** start SELECTED EXCERPT **
New edition of Woolf's Diary

It Loosens the Ligaments’: A Review of Virginia Woolf’s ‘Unexpurgated’ Diary

The Diary of Virginia Woolf, volumes 1-5, by Virginia Woolf (Granta Books, 2023)

Review by Dr Galen Bunting, Northeastern University, Boston, Mass.

The topmost level of my undergraduate university library was lined with tall pine bookshelves, where I found The Diary of Virginia Woolf in five volumes (1977-1984). Edited by Anne Olivier Bell, wife of Woolf’s nephew, Quentin Bell, this was the most complete version of Woolf’s diaries. My university library eventually recalled the books, and since the diaries were out of print, I found them difficult to locate indeed.

The new Granta edition of Woolf’s Diary, vol. 2

From 1915 onwards, Virginia Woolf maintained a continuous diary across thirty separate books. Anne Olivier Bell transcribed these diaries alongside the abridged transcription prepared by Kathleen Wilson for Leonard Woolf (which would be published in 1955 as A Writer’s Diary). This process took twenty years to accomplish. Woolf’s diaries are now available in a new edition from Granta, which preserves Bell’s editing while restoring passages which were originally omitted. For readers of this new edition, Virginia Woolf’s diaries offer an immense gift to the literary world.  

As her daughter Virginia Nicolson recalls in a new forward, Bell’s watchwords were ‘ACCURACY/RELEVANCE/CONCISION/INTEREST’, pinned above her editor’s table as she worked (viii). In this version, Anne Olivier Bell thought it prudent to leave out ‘passages which might have caused distress or offence’ (viii). Granta’s new edition has reinstated these ‘omitted sections’, presenting eager readers with Woolf’s journals ‘in full, unexpurgated’ (viii).

From 1915 to 1941, Woolf’s diary was a place in which she wrote character sketches of her friends, acquaintances, and enemies – and riffed on their foibles. Woolf carefully recorded her reading as she prepared to write reviews and essays. Editor Matthew Holliday includes Woolf’s 1917 Asheham diary, which offers a view into her inner life during the First World War. Sadly, Woolf’s journals from 1897 to 1909 are omitted, but can be consulted in an edition published in 1990 under the title A Passionate Apprentice. Each volume covers a particular span of years, and they feature new forwards by Virginia Nicolson (Volume 1: 1915-1919), Adam Phillips (Volume 2: 1920-1924), Olivia Laing (Volume 3: 1925-1930), Margo Jefferson (Volume 4: 1931-1935), and Siri Hustvedt (Volume 5: 1936-1941).

The first volume begins as Woolf resolves to keep a diary for 1915. In her second full diary entry, dated Saturday 2 January 1915, Virginia Woolf describes that she has written ‘about 4 pages of poor Effie’s story’ (5). ‘Effie’ would later be renamed Katharine, the heroine of Night and Day (1919), Woolf’s first commercially successful novel. Across Woolf’s daily reflections, her writing is not separated from her life, nor are her reading habits.
** end SELECTED EXCERPT **
** start DATA SHOWN **
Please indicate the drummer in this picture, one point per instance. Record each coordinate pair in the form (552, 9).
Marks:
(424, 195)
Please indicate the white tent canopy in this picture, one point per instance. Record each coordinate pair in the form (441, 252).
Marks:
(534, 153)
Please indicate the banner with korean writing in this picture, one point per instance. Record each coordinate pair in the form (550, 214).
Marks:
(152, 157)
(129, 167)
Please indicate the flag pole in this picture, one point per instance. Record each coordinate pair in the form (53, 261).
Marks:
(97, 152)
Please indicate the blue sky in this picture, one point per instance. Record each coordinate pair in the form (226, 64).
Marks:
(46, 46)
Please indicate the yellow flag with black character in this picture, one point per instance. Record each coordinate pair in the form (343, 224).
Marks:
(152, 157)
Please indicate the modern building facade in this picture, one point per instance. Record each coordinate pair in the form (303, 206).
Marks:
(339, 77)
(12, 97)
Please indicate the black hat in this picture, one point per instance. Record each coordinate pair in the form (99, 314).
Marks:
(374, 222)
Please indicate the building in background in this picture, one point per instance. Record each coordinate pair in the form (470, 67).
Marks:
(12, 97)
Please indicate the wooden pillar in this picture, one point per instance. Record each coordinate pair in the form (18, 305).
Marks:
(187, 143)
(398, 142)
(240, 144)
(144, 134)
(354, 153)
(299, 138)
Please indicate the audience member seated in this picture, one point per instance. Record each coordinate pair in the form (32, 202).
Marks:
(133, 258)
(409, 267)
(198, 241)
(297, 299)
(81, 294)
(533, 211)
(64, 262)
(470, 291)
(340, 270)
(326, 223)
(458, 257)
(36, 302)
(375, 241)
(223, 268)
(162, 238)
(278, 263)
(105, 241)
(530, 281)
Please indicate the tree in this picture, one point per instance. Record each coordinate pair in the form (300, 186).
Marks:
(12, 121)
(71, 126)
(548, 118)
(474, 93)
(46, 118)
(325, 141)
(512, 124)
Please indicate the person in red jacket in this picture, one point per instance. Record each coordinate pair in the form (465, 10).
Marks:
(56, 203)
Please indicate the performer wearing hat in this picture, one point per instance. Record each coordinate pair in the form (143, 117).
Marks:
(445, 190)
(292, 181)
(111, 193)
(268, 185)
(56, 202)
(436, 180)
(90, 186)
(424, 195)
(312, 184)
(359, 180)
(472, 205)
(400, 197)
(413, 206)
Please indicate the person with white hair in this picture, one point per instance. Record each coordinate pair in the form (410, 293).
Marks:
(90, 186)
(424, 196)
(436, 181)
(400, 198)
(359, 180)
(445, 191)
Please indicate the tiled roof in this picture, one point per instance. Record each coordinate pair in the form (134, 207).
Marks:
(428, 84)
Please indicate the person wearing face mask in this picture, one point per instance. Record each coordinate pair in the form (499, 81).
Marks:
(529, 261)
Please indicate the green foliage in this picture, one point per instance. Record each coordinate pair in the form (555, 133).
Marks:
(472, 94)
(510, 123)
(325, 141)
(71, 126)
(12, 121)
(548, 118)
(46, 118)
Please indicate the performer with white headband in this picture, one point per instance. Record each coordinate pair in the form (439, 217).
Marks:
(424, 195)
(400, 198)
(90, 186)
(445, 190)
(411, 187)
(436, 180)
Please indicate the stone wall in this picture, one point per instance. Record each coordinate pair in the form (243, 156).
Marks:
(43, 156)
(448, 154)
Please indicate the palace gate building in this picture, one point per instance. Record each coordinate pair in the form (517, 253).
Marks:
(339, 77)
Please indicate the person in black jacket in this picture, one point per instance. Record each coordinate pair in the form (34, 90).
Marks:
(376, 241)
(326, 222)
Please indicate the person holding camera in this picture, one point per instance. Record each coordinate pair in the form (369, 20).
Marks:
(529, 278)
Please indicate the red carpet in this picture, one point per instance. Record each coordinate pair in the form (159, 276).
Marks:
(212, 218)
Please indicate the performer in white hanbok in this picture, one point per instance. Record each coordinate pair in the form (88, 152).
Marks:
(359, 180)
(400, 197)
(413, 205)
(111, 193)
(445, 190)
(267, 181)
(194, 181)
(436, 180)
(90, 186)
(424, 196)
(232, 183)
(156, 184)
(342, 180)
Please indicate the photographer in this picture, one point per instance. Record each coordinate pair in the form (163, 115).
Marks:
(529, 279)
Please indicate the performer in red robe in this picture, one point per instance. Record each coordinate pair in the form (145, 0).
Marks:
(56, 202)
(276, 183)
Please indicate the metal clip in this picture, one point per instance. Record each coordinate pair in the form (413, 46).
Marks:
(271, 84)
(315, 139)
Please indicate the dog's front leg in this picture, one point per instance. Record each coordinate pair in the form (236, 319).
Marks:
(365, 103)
** end DATA SHOWN **
*JOBS*
**A.** In the review of Woolf's diary, how long did Anne Olivier Bell's transcription of the diaries take?
**B.** From the review of Woolf's diary, retype everything from "From 1915 onwards, Virginia" down to "the literary world.".

*RESULTS FOR EACH TASK*
**A.** It took twenty years.

**B.**
From 1915 onwards, Virginia Woolf maintained a continuous diary across thirty separate books. Anne Olivier Bell transcribed these diaries alongside the abridged transcription prepared by Kathleen Wilson for Leonard Woolf (which would be published in 1955 as A Writer’s Diary). This process took twenty years to accomplish. Woolf’s diaries are now available in a new edition from Granta, which preserves Bell’s editing while restoring passages which were originally omitted. For readers of this new edition, Virginia Woolf’s diaries offer an immense gift to the literary world.